Reproduce the material below verbatim, line for line, leaving out the pictures.

****************************************

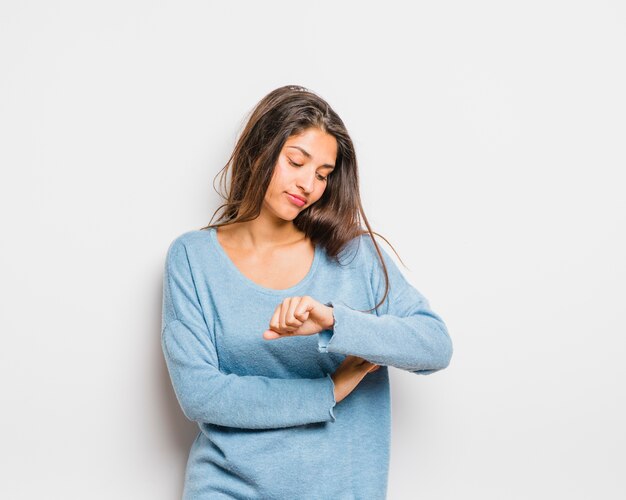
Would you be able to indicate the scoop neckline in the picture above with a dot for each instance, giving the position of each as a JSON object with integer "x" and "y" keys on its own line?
{"x": 244, "y": 279}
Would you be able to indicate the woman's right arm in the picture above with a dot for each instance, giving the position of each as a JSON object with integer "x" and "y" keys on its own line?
{"x": 208, "y": 395}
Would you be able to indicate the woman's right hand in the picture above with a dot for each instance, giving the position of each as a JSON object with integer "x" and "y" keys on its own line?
{"x": 349, "y": 374}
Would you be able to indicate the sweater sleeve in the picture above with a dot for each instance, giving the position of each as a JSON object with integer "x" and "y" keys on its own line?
{"x": 405, "y": 332}
{"x": 208, "y": 395}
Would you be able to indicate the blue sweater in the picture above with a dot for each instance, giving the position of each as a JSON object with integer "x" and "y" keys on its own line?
{"x": 269, "y": 425}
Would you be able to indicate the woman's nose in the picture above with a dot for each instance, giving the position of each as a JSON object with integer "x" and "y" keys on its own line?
{"x": 306, "y": 181}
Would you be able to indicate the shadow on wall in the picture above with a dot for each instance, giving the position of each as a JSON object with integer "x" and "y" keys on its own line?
{"x": 178, "y": 432}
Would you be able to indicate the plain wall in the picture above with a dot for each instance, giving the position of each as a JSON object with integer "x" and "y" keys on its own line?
{"x": 490, "y": 138}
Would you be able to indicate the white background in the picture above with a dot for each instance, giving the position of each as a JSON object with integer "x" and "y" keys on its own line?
{"x": 491, "y": 144}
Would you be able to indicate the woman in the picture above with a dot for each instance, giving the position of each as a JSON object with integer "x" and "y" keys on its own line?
{"x": 281, "y": 319}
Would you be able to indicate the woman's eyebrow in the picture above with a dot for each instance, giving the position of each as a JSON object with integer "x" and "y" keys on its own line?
{"x": 308, "y": 155}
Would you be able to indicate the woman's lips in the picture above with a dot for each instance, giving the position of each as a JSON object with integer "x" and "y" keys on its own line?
{"x": 295, "y": 200}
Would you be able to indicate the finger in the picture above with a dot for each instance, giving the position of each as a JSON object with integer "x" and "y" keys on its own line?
{"x": 290, "y": 319}
{"x": 284, "y": 327}
{"x": 304, "y": 307}
{"x": 275, "y": 321}
{"x": 271, "y": 335}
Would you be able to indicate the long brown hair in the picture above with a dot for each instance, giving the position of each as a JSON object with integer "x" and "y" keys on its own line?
{"x": 333, "y": 220}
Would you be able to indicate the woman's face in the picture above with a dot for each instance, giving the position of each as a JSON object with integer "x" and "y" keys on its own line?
{"x": 299, "y": 178}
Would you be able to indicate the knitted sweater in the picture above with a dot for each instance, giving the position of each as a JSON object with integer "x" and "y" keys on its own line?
{"x": 269, "y": 425}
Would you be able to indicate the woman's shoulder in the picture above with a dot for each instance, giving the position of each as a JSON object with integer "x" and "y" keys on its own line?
{"x": 359, "y": 251}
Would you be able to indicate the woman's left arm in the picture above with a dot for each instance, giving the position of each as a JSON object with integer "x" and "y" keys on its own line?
{"x": 406, "y": 334}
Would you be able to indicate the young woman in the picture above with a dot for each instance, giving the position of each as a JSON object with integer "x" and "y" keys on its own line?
{"x": 281, "y": 319}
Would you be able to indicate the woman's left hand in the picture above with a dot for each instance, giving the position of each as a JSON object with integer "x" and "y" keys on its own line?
{"x": 299, "y": 316}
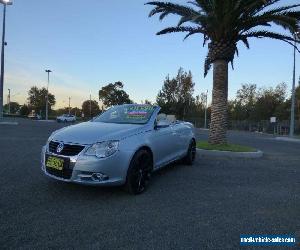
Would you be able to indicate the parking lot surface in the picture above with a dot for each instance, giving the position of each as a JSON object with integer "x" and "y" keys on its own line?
{"x": 205, "y": 206}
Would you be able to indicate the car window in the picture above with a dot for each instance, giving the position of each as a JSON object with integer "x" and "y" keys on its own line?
{"x": 130, "y": 114}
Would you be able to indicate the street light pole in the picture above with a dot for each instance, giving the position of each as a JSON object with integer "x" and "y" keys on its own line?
{"x": 8, "y": 100}
{"x": 205, "y": 111}
{"x": 91, "y": 106}
{"x": 69, "y": 105}
{"x": 48, "y": 71}
{"x": 292, "y": 122}
{"x": 4, "y": 2}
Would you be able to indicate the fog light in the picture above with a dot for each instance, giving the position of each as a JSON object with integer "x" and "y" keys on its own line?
{"x": 99, "y": 177}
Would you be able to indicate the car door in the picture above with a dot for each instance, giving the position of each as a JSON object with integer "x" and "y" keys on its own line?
{"x": 164, "y": 145}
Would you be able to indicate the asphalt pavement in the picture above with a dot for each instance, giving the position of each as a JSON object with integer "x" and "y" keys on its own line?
{"x": 205, "y": 206}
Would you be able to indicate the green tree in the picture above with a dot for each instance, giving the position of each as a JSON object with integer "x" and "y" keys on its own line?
{"x": 90, "y": 108}
{"x": 37, "y": 99}
{"x": 14, "y": 107}
{"x": 113, "y": 94}
{"x": 223, "y": 24}
{"x": 245, "y": 102}
{"x": 271, "y": 102}
{"x": 24, "y": 110}
{"x": 176, "y": 96}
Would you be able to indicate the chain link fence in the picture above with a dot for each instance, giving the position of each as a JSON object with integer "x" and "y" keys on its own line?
{"x": 265, "y": 126}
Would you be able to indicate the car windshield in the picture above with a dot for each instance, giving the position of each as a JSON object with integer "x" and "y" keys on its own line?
{"x": 129, "y": 114}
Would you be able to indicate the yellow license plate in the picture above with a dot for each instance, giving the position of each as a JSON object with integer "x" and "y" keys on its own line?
{"x": 55, "y": 163}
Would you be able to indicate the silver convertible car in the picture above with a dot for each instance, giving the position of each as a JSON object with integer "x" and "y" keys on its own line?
{"x": 122, "y": 146}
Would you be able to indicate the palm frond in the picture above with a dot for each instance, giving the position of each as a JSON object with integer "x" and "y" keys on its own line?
{"x": 273, "y": 35}
{"x": 189, "y": 29}
{"x": 170, "y": 8}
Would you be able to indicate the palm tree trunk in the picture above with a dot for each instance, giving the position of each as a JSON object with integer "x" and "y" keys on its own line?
{"x": 218, "y": 124}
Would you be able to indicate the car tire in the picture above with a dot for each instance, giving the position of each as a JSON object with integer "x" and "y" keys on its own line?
{"x": 139, "y": 172}
{"x": 191, "y": 153}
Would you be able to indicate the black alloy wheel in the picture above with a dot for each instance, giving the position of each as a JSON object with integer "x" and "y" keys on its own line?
{"x": 139, "y": 172}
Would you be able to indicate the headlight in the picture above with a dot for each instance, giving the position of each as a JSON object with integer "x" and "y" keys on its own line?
{"x": 103, "y": 149}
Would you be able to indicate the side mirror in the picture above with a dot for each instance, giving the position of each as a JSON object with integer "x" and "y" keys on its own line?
{"x": 161, "y": 124}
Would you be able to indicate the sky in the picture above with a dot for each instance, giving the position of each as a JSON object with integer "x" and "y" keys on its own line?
{"x": 88, "y": 44}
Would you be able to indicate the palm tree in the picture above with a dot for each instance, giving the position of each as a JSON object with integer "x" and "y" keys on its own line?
{"x": 224, "y": 23}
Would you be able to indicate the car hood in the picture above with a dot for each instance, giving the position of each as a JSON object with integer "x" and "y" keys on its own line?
{"x": 92, "y": 132}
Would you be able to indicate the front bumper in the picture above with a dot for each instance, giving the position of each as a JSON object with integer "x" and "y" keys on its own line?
{"x": 90, "y": 170}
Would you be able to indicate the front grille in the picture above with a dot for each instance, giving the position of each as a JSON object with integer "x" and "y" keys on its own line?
{"x": 66, "y": 173}
{"x": 68, "y": 149}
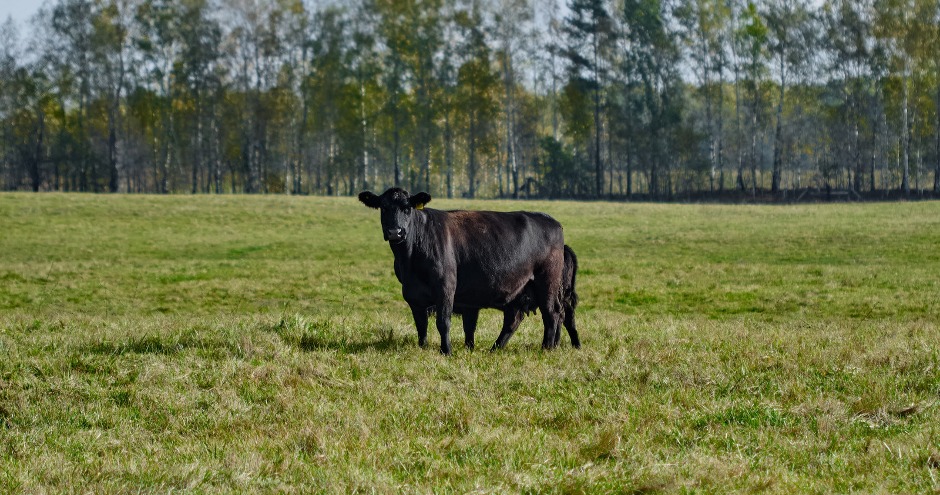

****************************************

_Correct result_
Would you be able to indicate the scoop neckline in the picture above with a dot for each instance, giving the position of each as a JSON object with integer "x" and "y" keys on its own line?
{"x": 244, "y": 279}
Would you be able to indicate the woman's right arm in the picture above with a dot for each instance, giving the position of each as a JSON object with integer "x" and "y" keys on its own line?
{"x": 208, "y": 395}
Would you be able to indicate the woman's right hand in the picture above with a dot for each instance, giving the position of each as a JSON object with integer "x" and "y" keys on its own line?
{"x": 349, "y": 374}
Would you be able to indicate the sweater sleeve in the picture above with a dot for each instance, giving the position of each as a JSON object with integer "x" and "y" keys on its own line?
{"x": 405, "y": 332}
{"x": 208, "y": 395}
Would you be able to indicate the blue sweater in the picture above with a dot for each instance, giving the position of each as a JSON object with integer "x" and "y" keys on its own line?
{"x": 269, "y": 425}
Would you be able to indicate the woman's nose in the picture above with a dot for each instance, giving the position of each as a JSON object with integer "x" and "y" keys on its own line?
{"x": 306, "y": 181}
Would you be able to indicate the shadow on wall in the picture above with a dot for each instance, giving the position of each as a JSON object with integer "x" and "y" keys on its own line?
{"x": 178, "y": 432}
Would you be able to indicate the plain wall in the picture above with a dot for each instance, giving the position of each as a JSON object with integer "x" and "y" keys on its own line?
{"x": 490, "y": 138}
Would you be able to indicate the white background in the picture above with a dot for each instance, giving the position of each as a JSON object with integer "x" and "y" keys on its own line?
{"x": 491, "y": 144}
Would you be able to indicate the woman in the picture above with a dot for each instance, giving the position of each as a JSON object with integer "x" and "y" keys on its own line?
{"x": 281, "y": 319}
Would you be able to indicate the woman's eyebrow in the picture above with a dot for each instance, giving the position of each as a JSON object with integer "x" and "y" keys on its own line?
{"x": 308, "y": 155}
Would you be able to indicate the woman's lips in the picture above with a dot for each instance, giving the position of each as a JSON object with integer "x" and "y" keys on its own line?
{"x": 295, "y": 200}
Would you be able to indicate the finger in the picture above with a dot for each instance, giving the position of each as a JSON object with integer "x" and "y" keys on its own line?
{"x": 290, "y": 319}
{"x": 284, "y": 327}
{"x": 304, "y": 307}
{"x": 275, "y": 321}
{"x": 271, "y": 335}
Would you be able to indicate the long brown hair in the picture above with a dot for each instance, giving the position of each as a JSON object with integer "x" and "y" keys on its own line?
{"x": 333, "y": 220}
Would you be able to indicate the woman's face in the picture above with a dot for each instance, giving the position of each as a JSON object with integer "x" and "y" keys on its own line?
{"x": 299, "y": 178}
Would you be able to indicate the knitted sweater in the picture above with a dot for each instance, giving the position of each as a JSON object with integer "x" and "y" keys on its own line?
{"x": 269, "y": 425}
Would you be able to indicate the woman's shoulder in the picture above with a dot for each instance, giving the position of each as a JSON object with integer "x" and "y" keys on its own line?
{"x": 359, "y": 251}
Would you be able to indicate the woman's left arm in the picture above with a dot for each instance, giving the position of each as a JSON object with integer "x" and "y" keys on its own line?
{"x": 406, "y": 334}
Would you be able to indicate the young woman in the picture above with a dot for each instance, giving the position of each as a JSON object with integer "x" and "y" keys on its own line?
{"x": 281, "y": 319}
Would you be able to indicate the woman's left hand in the picture above with a dot for each instance, giving the position of each as a JSON object with integer "x" and "y" keys on its own line?
{"x": 299, "y": 316}
Would you be able to indicate the parking lot surface in the picture above with a dot for each instance, giving the position of each as a JSON object with integer "x" and "y" keys on its own line?
{"x": 205, "y": 206}
Would you be able to indicate the car window in the picture above with a dot for each instance, giving the position of each as a JSON object with integer "x" and "y" keys on its own line?
{"x": 130, "y": 114}
Would you be able to indicate the street light pole in the picture above with a dot for each instance, giving the position of each as a JSON object with integer "x" and "y" keys on its own line?
{"x": 8, "y": 100}
{"x": 205, "y": 111}
{"x": 91, "y": 106}
{"x": 69, "y": 105}
{"x": 48, "y": 71}
{"x": 292, "y": 122}
{"x": 4, "y": 2}
Would you be able to indicate the fog light in the picture above with a dot for each instance, giving the position of each as a JSON object with integer "x" and "y" keys on its own line?
{"x": 99, "y": 177}
Would you be able to indicate the car door in the picture above with a dot for each instance, giving the position of each as a JSON object with integer "x" and "y" keys on its own line?
{"x": 164, "y": 145}
Would you be able to indicate the asphalt pavement in the picture above with a dot for each instance, giving the position of each as a JSON object with integer "x" and "y" keys on its own line?
{"x": 205, "y": 206}
Would you be able to indicate the green tree in the picture above with a dot for each instance, giving the position of each as a JSON object with integer "x" and "y" keys on its own line?
{"x": 90, "y": 108}
{"x": 37, "y": 99}
{"x": 14, "y": 107}
{"x": 113, "y": 94}
{"x": 223, "y": 24}
{"x": 245, "y": 102}
{"x": 271, "y": 102}
{"x": 24, "y": 110}
{"x": 176, "y": 96}
Would you be able to indicate the chain link fence in the picture above with a dot for each instance, giving the position of each as a JSON object with integer "x" and "y" keys on its own line?
{"x": 265, "y": 126}
Would you be able to indicate the car windshield in the picture above with a dot for each instance, giving the position of each as a JSON object with integer "x" and "y" keys on its own line?
{"x": 129, "y": 114}
Would you be able to indicate the yellow license plate in the picture above with a dot for each instance, giving the position of each as a JSON object with integer "x" and "y" keys on its own line?
{"x": 55, "y": 163}
Would you be able to indicate the silver convertible car in the picture above with a dot for each instance, giving the position of each as a JSON object with integer "x" and "y" keys on its own line?
{"x": 122, "y": 146}
Would you be able to indicate the palm frond in the picture above with a dot for each instance, giving the position of each as a JSON object with integer "x" and "y" keys on its own line?
{"x": 273, "y": 35}
{"x": 189, "y": 29}
{"x": 170, "y": 8}
Would you be able to indicate the palm tree trunk in the picture above with a dot for each instance, giving the position of each as a JSON object with integer "x" and "y" keys on its own line?
{"x": 218, "y": 124}
Would you be able to indicate the car tire in the picture above with a dot for each instance, giving the position of each as a JSON object with integer "x" and "y" keys on its own line?
{"x": 139, "y": 172}
{"x": 191, "y": 153}
Would you be able to indicate the black alloy wheel in the picture above with a dot for each instance, giving the position of each as a JSON object with integer "x" and "y" keys on its own line?
{"x": 139, "y": 172}
Would you be able to indicate the headlight in the picture above with a dot for each instance, giving the position of each as a JSON object with integer "x" and "y" keys on its own line?
{"x": 103, "y": 149}
Would you be able to indicate the side mirror in the picture above with a dot for each instance, giving the position of each as a JSON object with integer "x" and "y" keys on its own line?
{"x": 161, "y": 124}
Would you be able to indicate the sky in the picture above with a dot for each instance, giving the position of each as a JSON object with integer "x" and "y" keys on its own line?
{"x": 88, "y": 44}
Would you be able to indicate the palm tree in the picture above with a dot for each instance, giving the position of each as a JSON object with integer "x" and "y" keys on its own line?
{"x": 224, "y": 23}
Would you be able to indicate the car hood in the picture above with a dot for each instance, giving the position of each as a JSON object with integer "x" and "y" keys on its own line?
{"x": 92, "y": 132}
Would you be able to indicate the front bumper in the picture above with a dot for each instance, giving the position of each as a JSON object with integer "x" and "y" keys on its own line?
{"x": 90, "y": 170}
Would you be able to indicate the front grille in the picture above with a dot for each instance, giving the position of each as a JSON object with integer "x" and "y" keys on its own line?
{"x": 66, "y": 173}
{"x": 68, "y": 149}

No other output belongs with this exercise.